-- Challenge --
Find each line of the listing below that contains the word "gray", and copy those lines.

::: Entries :::

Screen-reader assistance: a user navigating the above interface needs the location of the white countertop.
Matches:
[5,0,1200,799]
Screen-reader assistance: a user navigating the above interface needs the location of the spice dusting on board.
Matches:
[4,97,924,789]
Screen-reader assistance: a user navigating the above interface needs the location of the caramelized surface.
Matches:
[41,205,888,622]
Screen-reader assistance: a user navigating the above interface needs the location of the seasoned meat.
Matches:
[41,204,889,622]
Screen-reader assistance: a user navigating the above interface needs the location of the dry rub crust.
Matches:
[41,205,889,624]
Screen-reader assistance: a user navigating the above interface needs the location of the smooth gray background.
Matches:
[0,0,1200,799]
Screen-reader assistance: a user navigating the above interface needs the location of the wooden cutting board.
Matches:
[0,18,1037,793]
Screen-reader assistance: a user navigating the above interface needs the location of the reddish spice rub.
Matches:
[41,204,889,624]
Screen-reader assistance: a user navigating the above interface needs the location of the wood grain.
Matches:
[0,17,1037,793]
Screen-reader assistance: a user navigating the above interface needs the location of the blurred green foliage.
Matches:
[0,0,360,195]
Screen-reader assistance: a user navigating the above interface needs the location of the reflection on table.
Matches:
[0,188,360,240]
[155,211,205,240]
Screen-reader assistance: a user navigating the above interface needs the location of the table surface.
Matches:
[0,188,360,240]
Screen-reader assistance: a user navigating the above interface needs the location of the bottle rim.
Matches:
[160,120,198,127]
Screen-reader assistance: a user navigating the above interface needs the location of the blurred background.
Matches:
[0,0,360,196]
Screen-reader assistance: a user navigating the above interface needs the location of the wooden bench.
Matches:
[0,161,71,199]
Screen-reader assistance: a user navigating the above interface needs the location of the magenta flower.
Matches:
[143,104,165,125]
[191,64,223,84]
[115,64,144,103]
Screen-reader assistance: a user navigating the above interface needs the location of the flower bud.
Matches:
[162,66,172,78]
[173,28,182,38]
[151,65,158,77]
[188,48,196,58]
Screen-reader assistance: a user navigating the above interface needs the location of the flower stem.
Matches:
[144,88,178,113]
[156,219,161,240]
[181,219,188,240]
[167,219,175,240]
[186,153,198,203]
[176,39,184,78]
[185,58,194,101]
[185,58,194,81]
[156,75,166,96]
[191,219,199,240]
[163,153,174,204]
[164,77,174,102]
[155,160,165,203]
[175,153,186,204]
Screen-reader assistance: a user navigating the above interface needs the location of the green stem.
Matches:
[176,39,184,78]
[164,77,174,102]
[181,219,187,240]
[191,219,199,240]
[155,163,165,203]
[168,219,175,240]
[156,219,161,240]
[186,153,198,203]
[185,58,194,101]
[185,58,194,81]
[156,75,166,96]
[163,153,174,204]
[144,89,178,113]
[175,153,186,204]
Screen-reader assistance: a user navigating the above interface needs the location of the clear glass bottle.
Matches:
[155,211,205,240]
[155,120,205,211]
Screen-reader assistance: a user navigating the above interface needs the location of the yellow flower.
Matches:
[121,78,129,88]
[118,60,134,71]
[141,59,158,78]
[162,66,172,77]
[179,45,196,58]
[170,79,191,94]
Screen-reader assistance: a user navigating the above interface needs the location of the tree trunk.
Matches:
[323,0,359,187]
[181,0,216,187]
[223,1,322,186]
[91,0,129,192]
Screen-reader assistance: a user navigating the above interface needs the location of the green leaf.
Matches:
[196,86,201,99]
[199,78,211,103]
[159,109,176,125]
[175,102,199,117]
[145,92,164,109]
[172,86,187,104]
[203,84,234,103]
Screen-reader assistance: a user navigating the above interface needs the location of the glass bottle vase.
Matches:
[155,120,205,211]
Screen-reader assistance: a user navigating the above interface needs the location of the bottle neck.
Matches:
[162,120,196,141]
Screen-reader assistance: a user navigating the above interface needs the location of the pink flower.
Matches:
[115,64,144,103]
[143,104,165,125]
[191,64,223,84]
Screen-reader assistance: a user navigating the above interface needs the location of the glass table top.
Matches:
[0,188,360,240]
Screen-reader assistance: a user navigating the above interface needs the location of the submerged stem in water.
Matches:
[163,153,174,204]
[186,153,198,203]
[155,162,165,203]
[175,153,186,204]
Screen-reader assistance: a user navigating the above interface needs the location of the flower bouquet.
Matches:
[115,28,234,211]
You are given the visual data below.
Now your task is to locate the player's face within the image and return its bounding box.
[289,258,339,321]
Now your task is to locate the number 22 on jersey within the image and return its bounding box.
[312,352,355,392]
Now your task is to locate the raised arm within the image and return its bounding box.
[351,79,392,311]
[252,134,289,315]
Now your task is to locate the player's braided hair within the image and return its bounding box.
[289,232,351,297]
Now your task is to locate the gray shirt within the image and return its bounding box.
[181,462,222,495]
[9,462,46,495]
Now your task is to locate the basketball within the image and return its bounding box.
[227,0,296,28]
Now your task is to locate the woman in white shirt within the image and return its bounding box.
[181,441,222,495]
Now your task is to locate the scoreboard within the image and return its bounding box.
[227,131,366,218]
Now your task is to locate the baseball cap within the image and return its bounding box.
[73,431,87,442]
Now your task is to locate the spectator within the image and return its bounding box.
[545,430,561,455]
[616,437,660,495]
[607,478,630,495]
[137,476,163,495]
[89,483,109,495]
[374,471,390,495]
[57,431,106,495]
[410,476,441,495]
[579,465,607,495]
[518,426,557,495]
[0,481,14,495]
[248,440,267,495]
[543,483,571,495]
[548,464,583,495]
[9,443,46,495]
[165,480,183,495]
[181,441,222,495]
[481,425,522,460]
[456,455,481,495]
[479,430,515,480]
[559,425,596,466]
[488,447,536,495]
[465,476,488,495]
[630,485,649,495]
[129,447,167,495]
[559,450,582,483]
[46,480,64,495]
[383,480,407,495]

:::

-- Task result --
Screen-reader assistance: a user navigating the above interface needs the location of the smooth gray background.
Now your task is to locate the gray shirt within the image and return its bounding box.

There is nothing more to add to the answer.